[Saved entries]

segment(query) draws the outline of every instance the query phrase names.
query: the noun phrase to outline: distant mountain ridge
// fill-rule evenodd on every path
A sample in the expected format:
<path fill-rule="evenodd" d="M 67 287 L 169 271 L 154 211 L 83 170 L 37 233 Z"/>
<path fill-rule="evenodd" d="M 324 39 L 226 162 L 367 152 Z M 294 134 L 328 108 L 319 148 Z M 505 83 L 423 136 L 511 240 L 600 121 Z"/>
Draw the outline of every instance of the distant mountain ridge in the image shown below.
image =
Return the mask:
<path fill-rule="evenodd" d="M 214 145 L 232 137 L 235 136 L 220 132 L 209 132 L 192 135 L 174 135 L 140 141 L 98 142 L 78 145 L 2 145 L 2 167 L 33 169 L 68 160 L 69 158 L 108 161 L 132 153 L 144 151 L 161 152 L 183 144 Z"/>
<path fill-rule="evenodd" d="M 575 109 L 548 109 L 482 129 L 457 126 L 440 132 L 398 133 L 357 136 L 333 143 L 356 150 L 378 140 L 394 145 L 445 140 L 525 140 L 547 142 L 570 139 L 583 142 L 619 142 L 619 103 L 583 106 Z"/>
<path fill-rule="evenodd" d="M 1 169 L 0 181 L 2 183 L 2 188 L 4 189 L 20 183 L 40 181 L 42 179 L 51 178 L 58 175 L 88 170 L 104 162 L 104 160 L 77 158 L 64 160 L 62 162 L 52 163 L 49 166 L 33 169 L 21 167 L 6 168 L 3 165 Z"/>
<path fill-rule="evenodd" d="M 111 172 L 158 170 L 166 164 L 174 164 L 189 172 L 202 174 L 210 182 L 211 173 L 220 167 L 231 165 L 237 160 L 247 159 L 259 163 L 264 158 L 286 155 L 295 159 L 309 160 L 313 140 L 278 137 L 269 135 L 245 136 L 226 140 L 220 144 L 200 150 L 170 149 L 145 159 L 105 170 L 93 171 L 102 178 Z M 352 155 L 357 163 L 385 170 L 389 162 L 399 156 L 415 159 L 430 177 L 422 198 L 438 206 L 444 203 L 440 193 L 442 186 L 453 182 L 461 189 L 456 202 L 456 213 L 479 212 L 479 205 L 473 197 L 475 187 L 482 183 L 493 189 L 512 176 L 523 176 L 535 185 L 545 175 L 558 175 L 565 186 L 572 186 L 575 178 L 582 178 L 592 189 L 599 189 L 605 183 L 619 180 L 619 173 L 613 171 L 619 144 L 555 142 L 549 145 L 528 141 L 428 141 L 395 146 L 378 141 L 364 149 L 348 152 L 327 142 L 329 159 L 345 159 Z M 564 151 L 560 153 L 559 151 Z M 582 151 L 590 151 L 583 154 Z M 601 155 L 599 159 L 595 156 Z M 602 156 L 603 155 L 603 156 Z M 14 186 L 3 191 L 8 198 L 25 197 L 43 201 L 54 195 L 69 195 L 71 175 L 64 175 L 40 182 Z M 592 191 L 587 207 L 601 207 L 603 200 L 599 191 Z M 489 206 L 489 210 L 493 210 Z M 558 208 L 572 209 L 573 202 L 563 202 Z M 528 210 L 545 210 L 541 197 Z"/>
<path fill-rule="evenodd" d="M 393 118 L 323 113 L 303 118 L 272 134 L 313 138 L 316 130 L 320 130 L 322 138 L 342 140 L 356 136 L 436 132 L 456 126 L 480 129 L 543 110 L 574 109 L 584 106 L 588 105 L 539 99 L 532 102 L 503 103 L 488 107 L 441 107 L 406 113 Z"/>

§ **EXERCISE DIRECTIONS**:
Copy out only the lines of the records above from the one with "A sample in" through the one with "324 39 L 226", exactly as they stand, both included.

§ **ANSWER TO THE PROBLEM**:
A sample in the expected format:
<path fill-rule="evenodd" d="M 67 287 L 169 271 L 154 211 L 83 170 L 37 233 Z"/>
<path fill-rule="evenodd" d="M 324 39 L 226 162 L 367 152 Z M 294 134 L 328 108 L 319 148 Z M 505 83 L 423 136 L 511 240 L 600 121 Z"/>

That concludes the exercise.